Ausbildung syrischer Flüchtlinge in Jordanien„Ich möchte Menschen für ihre kulturelle Identität begeistern!“
14. September 2021, von Christina Krätzig
Der Archäologe Dr. Frank Andraschko bildet in Jordanien Menschen aus, die aus Syrien geflüchtet sind. Gemeinsam mit Einheimischen lernen sie, eine antike Ausgrabungsstätte zu pflegen und zu sichern. Das Projekt entstand vor einigen Jahren an der Universität Hamburg und wird nun von der UNESCO und der EU weitergeführt.
Herr Andraschko, worum geht es in dem Projekt?
Es geht darum, syrische Flüchtlinge zusammen mit Jordanierinnen und Jordaniern auszubilden. Damit wollen wir verschiedene Dinge erreichen. Am wichtigsten ist es, den Menschen eine Perspektive zu geben. In der von Unruhen und hoher Arbeitslosigkeit geprägten Region sind vier Monate Vollzeitarbeit für viele etwas Besonderes – und das Gelernte ist ein Vorteil bei der künftigen Arbeitssuche.
Darüber hinaus soll das Programm dazu beitragen, die Geflüchteten in die jordanische Gesellschaft zu integrieren. Mit seinen nur 10 Millionen Menschen hat Jordanien weit über 700.000 Syrerinnen und Syrer aufgenommen – das verläuft nicht ohne Spannungen. Aus diesem Grund haben wir uns entschlossen, ebenso viele Einheimische wie Geflüchtete in das Programm aufzunehmen. Bei der gemeinsamen Arbeit lernen sie sich kennen und hoffentlich auch schätzen.
Kommt diese Arbeit auch der Ausgrabungsstätte zu Gute?
Unbedingt! Das Programm trägt dazu bei, die Grabung in der antiken Stadt Gadara und dem unweit gelegenen Siedlungshügel Tall Z zu sichern. Das Gebiet ist wahrscheinlich seit 50.000 Jahren besiedelt. Griechen und Römer hinterließen dort Tempel, Theater, Steinbrüche, Wasserleitungen, Wachtürme und natürlich auch Wohnhäuser. Seit Beginn des Programms im August wurde beispielsweise eine Sicherungsmauer gebaut, die einen erst kürzlich ausgegrabenen Siedlungshügel sichert. Das war bitter nötig, damit er nicht ins Rutschen kommt.
Ich persönlich glaube aber, dass die Arbeit auch einen weniger materiellen, langfristigeren Effekt haben wird. Sie vermittelt den Mitarbeitenden Wertschätzung für ihr kulturelles Erbe und Wissen über die archäologischen Schätze in ihrer Heimatregion. Ich hoffe, dass sie alle Ausgrabungen künftig anders sehen und sich privat oder vielleicht sogar beruflich für den Erhalt der antiken Monumente einsetzen werden.

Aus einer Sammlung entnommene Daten
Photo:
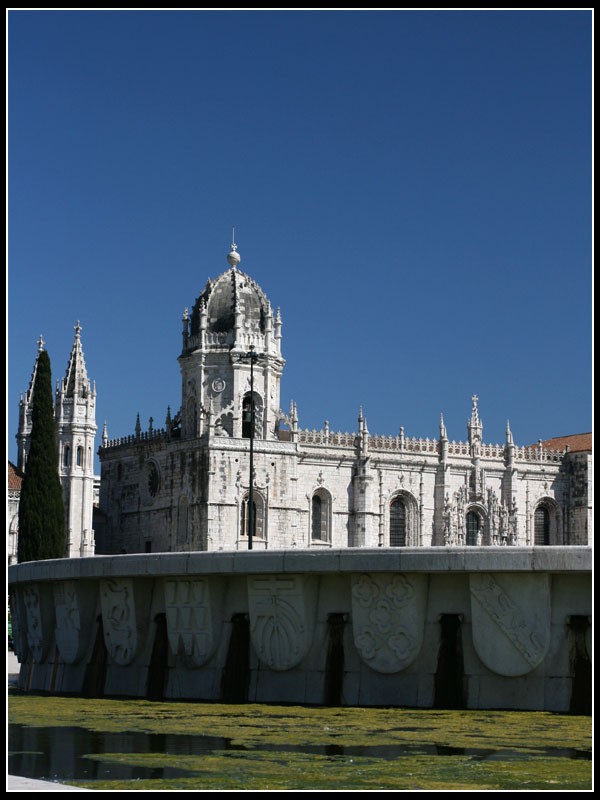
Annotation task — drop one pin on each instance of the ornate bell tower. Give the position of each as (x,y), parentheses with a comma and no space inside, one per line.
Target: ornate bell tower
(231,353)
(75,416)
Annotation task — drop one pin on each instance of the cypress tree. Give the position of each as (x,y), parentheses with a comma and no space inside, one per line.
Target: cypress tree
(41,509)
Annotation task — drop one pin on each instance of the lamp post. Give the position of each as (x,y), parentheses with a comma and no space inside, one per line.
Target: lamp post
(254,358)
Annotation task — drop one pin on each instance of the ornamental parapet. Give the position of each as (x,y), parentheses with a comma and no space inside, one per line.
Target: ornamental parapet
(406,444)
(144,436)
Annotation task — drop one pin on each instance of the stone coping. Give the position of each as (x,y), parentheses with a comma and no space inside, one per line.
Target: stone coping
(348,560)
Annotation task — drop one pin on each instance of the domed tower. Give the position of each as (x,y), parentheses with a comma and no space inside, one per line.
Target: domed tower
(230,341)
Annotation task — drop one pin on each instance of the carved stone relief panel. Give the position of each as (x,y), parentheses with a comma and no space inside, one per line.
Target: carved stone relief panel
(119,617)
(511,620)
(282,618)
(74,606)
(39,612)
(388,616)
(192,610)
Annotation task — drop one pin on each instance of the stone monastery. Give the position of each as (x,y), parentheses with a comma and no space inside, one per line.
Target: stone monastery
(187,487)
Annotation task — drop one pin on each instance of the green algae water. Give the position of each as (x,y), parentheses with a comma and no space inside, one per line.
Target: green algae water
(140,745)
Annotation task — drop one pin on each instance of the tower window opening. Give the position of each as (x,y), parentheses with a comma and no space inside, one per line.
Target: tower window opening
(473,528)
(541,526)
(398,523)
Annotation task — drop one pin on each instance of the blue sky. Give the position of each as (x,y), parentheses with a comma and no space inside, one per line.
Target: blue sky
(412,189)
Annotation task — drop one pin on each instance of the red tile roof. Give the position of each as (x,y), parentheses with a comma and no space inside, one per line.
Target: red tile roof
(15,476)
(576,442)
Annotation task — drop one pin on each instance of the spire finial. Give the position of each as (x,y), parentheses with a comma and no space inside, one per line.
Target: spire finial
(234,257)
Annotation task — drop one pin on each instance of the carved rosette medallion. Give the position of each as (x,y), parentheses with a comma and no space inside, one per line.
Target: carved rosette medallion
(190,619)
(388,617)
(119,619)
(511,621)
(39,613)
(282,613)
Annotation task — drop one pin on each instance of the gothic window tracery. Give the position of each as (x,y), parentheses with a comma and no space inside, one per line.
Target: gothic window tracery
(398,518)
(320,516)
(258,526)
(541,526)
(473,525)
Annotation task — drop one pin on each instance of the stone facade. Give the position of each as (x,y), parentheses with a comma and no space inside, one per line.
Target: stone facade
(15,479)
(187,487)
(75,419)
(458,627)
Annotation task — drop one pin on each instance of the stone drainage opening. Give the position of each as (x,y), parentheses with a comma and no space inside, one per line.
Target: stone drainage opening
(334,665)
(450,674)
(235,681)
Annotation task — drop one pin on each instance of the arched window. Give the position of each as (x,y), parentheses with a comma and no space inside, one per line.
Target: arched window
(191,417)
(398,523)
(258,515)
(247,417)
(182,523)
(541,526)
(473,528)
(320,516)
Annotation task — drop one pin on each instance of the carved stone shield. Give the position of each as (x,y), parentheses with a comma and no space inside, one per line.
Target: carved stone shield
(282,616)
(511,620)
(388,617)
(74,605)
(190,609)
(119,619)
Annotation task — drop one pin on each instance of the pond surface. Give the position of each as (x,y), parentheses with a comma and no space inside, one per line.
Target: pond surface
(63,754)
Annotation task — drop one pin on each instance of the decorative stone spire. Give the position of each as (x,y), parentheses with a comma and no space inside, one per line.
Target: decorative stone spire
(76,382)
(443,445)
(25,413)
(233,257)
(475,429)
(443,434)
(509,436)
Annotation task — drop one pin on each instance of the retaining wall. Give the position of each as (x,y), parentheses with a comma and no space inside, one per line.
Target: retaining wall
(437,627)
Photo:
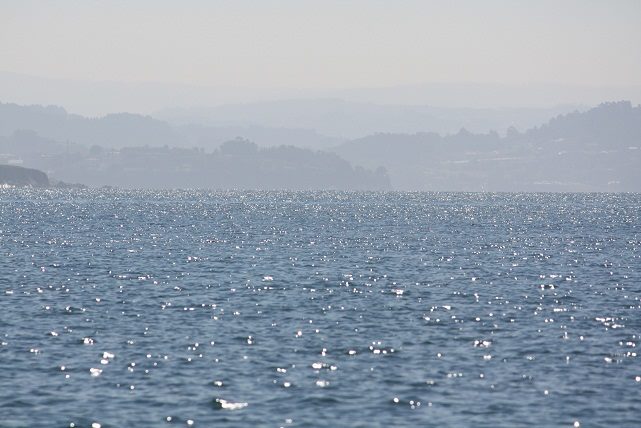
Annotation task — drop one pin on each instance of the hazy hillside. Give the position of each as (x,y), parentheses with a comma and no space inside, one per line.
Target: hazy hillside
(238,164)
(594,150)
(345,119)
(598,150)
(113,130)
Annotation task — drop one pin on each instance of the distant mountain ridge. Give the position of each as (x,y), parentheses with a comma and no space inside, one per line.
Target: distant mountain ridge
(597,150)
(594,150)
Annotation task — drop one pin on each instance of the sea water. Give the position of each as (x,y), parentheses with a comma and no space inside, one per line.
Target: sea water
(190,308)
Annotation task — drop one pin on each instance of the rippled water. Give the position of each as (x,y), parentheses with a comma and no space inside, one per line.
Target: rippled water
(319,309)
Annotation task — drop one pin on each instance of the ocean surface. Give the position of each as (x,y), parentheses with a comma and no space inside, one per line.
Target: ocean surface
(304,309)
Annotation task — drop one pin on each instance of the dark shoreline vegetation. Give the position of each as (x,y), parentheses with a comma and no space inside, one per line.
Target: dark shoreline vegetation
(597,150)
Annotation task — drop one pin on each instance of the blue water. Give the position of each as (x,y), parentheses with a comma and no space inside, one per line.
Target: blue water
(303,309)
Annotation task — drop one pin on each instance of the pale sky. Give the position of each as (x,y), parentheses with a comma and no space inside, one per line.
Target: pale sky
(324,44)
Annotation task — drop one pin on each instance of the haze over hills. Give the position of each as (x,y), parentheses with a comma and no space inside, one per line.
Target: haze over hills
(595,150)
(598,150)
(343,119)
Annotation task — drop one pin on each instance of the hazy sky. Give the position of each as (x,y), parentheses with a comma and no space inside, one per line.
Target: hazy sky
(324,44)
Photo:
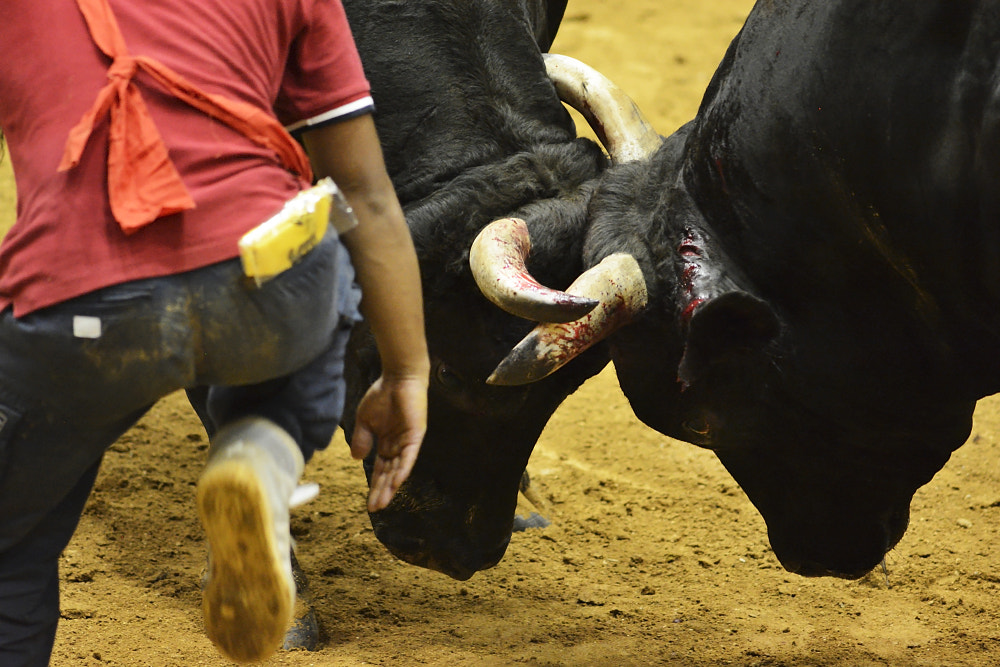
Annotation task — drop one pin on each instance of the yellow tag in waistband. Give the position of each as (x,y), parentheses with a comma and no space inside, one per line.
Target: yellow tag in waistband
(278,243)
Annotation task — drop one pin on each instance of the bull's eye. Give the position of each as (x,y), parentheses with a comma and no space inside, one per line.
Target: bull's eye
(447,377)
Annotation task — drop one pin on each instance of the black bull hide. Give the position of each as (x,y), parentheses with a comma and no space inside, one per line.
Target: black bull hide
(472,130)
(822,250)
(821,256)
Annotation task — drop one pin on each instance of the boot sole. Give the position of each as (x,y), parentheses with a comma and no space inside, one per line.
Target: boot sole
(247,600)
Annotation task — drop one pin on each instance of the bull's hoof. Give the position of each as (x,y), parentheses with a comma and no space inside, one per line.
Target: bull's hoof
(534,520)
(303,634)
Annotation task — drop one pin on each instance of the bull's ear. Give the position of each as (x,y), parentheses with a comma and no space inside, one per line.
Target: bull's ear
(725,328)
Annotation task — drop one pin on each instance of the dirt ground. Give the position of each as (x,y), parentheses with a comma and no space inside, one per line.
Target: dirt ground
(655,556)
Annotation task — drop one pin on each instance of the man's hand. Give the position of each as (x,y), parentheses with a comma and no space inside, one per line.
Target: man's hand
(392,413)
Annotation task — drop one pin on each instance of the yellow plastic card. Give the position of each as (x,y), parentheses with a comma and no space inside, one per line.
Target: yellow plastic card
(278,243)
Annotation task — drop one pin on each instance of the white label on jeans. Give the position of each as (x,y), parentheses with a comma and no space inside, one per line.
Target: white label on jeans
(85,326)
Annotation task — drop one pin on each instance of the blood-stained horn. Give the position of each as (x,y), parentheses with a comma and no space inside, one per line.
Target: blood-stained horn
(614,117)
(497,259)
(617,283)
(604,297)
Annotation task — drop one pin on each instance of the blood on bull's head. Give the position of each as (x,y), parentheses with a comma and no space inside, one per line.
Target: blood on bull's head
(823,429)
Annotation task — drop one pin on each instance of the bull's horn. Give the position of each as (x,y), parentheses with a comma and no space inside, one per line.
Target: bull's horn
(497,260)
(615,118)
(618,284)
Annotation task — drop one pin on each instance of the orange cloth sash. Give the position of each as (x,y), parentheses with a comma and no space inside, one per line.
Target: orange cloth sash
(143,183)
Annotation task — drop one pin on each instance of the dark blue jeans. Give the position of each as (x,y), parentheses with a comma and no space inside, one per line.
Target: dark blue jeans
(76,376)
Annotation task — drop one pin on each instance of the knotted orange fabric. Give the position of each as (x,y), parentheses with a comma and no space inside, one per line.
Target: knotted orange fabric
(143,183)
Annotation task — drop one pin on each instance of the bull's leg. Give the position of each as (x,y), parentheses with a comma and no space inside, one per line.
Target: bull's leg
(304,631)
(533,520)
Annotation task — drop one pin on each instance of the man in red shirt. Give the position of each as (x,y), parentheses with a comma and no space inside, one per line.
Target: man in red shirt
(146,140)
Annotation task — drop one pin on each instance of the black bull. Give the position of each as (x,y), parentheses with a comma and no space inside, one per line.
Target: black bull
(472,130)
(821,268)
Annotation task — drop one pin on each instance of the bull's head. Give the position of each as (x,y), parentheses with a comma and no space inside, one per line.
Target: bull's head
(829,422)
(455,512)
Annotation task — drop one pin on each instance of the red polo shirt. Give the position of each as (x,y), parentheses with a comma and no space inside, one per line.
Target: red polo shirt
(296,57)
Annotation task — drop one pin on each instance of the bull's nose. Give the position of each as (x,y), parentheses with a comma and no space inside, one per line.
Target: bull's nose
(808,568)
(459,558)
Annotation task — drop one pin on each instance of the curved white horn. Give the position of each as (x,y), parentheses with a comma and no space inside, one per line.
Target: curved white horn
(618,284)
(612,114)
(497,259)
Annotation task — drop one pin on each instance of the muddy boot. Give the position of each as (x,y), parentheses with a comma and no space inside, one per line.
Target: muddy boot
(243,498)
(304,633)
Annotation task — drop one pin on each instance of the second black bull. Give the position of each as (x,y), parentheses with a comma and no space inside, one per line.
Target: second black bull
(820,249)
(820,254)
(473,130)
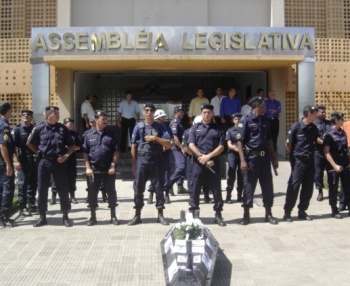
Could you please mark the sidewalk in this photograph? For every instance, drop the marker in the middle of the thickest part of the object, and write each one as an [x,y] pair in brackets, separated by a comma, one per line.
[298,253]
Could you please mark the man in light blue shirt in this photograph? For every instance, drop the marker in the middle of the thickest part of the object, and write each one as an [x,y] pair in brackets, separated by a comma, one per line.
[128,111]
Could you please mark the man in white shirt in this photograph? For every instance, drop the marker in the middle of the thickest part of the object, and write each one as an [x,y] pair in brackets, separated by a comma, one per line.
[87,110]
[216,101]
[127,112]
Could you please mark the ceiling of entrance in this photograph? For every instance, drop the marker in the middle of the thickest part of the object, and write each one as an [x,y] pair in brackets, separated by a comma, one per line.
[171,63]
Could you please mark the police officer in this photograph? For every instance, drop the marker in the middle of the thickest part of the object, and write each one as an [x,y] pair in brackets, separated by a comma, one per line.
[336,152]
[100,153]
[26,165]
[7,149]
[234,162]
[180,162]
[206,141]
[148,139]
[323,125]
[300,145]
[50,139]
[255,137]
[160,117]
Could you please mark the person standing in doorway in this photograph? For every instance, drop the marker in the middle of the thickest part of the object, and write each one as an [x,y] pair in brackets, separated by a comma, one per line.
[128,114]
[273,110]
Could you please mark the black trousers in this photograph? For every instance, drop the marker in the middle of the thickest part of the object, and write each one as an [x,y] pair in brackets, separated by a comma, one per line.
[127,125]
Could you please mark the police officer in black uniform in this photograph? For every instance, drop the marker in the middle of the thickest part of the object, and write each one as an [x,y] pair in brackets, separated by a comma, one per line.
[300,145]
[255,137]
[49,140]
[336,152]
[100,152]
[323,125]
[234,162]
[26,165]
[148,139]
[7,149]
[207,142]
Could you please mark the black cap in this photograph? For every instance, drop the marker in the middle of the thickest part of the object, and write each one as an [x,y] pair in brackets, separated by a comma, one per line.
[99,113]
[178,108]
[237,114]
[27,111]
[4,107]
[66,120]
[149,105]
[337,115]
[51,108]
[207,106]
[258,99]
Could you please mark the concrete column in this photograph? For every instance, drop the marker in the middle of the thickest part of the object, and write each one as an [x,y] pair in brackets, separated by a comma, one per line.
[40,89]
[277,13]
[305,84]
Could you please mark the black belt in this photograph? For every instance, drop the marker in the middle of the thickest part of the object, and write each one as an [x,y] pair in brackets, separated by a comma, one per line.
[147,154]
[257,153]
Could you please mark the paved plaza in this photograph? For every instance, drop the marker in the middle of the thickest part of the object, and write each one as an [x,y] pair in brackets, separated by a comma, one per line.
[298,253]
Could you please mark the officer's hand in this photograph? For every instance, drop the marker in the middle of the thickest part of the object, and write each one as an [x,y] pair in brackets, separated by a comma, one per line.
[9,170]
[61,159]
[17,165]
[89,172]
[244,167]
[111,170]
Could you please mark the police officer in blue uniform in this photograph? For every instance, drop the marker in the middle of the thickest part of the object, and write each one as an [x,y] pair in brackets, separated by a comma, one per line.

AUFGABEN –
A. Warum wurden laut dem Interview ebenso viele Einheimische wie Geflüchtete in das Programm aufgenommen? Antworten Sie in einem bis drei Sätzen.
B. Beantworten Sie anhand des Interviews diese Fragen:
(i) Wie viele Monate Vollzeitarbeit bietet das Programm?
(ii) Seit wie vielen Jahren ist das Gebiet wahrscheinlich besiedelt?
(iii) Wer führt das Projekt jetzt weiter?
C. Drucken Sie aus dem Interview alles von „Darüber hinaus soll“ bis hinunter zu „Ausgrabungsstätte zu Gute?“ wortgetreu ab.
Das Material wird hier nicht gebraucht.

ERWARTETE ANTWORTEN –
A. Jordanien hat mit nur 10 Millionen Menschen weit über 700.000 Syrerinnen und Syrer aufgenommen, und das verläuft nicht ohne Spannungen. Deshalb sollen Einheimische und Geflüchtete bei der gemeinsamen Arbeit einander kennenlernen und hoffentlich auch schätzen. So soll das Programm helfen, die Geflüchteten in die jordanische Gesellschaft zu integrieren.

B.
(i) Vier Monate.
(ii) Seit 50.000 Jahren.
(iii) Die UNESCO und die EU.

C.
Darüber hinaus soll das Programm dazu beitragen, die Geflüchteten in die jordanische Gesellschaft zu integrieren. Mit seinen nur 10 Millionen Menschen hat Jordanien weit über 700.000 Syrerinnen und Syrer aufgenommen – das verläuft nicht ohne Spannungen. Aus diesem Grund haben wir uns entschlossen, ebenso viele Einheimische wie Geflüchtete in das Programm aufzunehmen. Bei der gemeinsamen Arbeit lernen sie sich kennen und hoffentlich auch schätzen.
Kommt diese Arbeit auch der Ausgrabungsstätte zu Gute?